▶ Objective 1
Find every line in the rows below that contains the word "boat", matching its case exactly, and copy each of those lines.

···

碩士 / 國立成功大學 / 微電子工程研究所 / 102 / Studies of reliability and low-frequency-noise of the FinFETs with different fin widths
Author : Min-Chih Chen
Advisors : Professor Yean-Kuen Fang
Professor Wen-Kuan Yeh
Professor Cheng-Li Lin
Electrical Engineering & Institute of Microelectrinics
SUMARY
In this thesis, we mainly measured the basic electrical characteristics and reliability items including bias temperature instability and hot carrier effect. We also used the low-frequency-noise system to analyze the devices characteristics before and after the reliability tests. For the basic electrical characteristics, the thinner fin device has a better improvement in short channel effect but poor driving ability than that of the thicker device. Besides, the thinner fin device also has a higher quantum confinement effect, which gathers the inversion carriers toward the center of the fin body instead of the interface between the dielectric layer and the fin body, and thus called volume inversion. Based on this phenomenon, the thinner fin devices would suffer less characteristic degradations; because the inversion carriers gathering at the center of the fin body will become difficultly interact with defects in the dielectric layer. The thinner fin device suffers more characteristics degradation for its larger area of the depletion region in the center of the fin body. Besides, the volume inversion in a thinner fin device make it not significant coulomb scattering as found in the thicker fin device.
Key words: bias temperature instability, hot carrier effect, quantum confinement, low-frequency-noise
INTRODUCTION
FinFET is one of the most promising candidates for the next generation for its good improvement of short channel effect. Shrinking the fin width can improve the short channel effect, but the quantum confinement effect will be arisen. Although there were many simulation results showed the quantum confinement effect previously, but there are few measured data to prove this effect. In this thesis, we used low-frequency-noise, bias temperature instability and hot carrier test to analyze the different fin width of the devices characteristics.
MATERIALS AND METHODS
The samples we used were the bulk-silicon FinFET with the HfO2 as the dielectric layer and TiN as the metal gate. The size of the fin widths are 10 nm and 25 nm. The most critical gate length is 40 nm. The fin height is 30 nm. Followings are our measurement conditions for the n-type devices. For measuring ID-VG, the gate was added the ramp voltage from -1V to 1.5 V. The drain was fixed at voltage of 0.05 V and 1 V for devices working at the linear region and saturation region, respectively. The source and body were grounded. For the ID-VD measurements, the gate was added the overdrive voltages from 0.2 V to 1 V, while the drain was added the ramp voltage from 0 V to 1.5 V. The source and body were grounded. For the IG-VG measurement, the gate was added the ramp voltage from -1.5 V to 1.5 V. The drain, source and body were grounded. For bias temperature instability, the gate was fixed at a gate overdrive voltage of 1.6 V. The drain, source and body were grounded. In the hot carrier effect test, the gate was fixed at the gate overdrive voltage 1.5 V. In order to get the same electrical field in the channel of the different fin width, the drain was added at voltage of 1.64 V and 1.73 V, respectively for the thicker and thinner fin device. The source and body were grounded. In the reliability tests, the total stress time were 6000 seconds, and separated it in 5 cycles. Each cycle was followed by a set of basic I-V measurement. The low-frequency-noise, the gate was added from 0 V to 1.2 V. The drain was fixed at a voltage of 0.05 V, and grounded the source and body.

···

▶ Objective 2
According to the FinFET thesis above, what were the fin widths of the samples?

▶ Supplied material
···

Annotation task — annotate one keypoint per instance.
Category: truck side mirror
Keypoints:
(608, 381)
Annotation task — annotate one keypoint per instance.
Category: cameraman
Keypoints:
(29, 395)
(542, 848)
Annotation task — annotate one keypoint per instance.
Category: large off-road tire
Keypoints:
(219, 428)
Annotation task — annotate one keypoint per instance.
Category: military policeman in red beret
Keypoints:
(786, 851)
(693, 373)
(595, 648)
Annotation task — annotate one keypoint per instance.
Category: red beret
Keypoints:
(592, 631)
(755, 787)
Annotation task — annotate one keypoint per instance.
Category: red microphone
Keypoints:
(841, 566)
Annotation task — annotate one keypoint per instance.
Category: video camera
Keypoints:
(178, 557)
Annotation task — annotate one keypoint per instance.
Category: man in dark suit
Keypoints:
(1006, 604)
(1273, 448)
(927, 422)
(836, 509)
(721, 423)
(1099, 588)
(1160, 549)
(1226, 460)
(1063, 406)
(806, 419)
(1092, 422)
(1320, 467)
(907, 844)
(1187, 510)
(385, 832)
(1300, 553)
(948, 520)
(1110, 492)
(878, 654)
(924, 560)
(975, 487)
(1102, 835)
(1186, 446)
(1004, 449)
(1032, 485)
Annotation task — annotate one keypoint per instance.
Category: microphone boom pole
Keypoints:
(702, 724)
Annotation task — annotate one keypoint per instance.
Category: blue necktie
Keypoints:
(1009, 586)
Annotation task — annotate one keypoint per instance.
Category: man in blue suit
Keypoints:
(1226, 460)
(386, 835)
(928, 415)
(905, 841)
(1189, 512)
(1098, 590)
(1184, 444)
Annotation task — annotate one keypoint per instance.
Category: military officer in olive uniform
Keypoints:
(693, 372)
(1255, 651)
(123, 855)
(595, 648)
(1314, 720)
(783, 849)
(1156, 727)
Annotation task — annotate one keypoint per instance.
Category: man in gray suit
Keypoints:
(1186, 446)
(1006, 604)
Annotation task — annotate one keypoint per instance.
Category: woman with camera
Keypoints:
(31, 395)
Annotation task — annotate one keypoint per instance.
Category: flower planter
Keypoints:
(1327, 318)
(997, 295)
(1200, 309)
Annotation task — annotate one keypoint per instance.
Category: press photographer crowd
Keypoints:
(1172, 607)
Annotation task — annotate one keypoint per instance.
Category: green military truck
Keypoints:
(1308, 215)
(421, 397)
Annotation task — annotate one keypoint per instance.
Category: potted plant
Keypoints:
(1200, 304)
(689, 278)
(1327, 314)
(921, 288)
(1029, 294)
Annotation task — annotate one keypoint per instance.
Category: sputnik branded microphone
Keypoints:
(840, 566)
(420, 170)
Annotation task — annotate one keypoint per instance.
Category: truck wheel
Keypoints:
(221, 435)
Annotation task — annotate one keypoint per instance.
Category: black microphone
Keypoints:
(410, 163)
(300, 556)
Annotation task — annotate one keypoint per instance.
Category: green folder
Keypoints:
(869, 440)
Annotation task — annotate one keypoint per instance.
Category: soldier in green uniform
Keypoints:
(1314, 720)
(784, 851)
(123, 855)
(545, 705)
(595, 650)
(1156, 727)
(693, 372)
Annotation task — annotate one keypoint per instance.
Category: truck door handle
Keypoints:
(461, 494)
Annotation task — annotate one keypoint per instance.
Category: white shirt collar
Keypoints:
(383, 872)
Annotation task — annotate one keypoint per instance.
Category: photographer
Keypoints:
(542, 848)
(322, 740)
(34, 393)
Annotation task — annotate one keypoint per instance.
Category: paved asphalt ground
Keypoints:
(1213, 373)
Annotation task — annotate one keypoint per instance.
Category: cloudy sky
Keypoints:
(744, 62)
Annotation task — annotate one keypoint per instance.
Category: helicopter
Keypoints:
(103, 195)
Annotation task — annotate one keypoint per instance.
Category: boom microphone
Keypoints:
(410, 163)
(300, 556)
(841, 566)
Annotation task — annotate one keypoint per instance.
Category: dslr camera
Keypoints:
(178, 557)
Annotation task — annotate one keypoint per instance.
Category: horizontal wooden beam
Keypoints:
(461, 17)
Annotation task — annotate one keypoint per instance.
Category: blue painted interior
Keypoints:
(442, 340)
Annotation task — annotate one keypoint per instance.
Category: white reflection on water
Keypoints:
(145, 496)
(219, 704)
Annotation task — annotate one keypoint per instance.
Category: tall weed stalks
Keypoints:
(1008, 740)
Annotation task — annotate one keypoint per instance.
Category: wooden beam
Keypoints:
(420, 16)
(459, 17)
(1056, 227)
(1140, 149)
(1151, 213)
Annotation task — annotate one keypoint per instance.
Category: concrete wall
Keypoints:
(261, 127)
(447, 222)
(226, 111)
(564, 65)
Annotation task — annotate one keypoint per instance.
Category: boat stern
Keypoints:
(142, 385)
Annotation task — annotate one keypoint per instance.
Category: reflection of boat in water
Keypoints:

···

▶ Written response 1
Category: boat stern
Category: reflection of boat in water

▶ Written response 2
10 nm and 25 nm.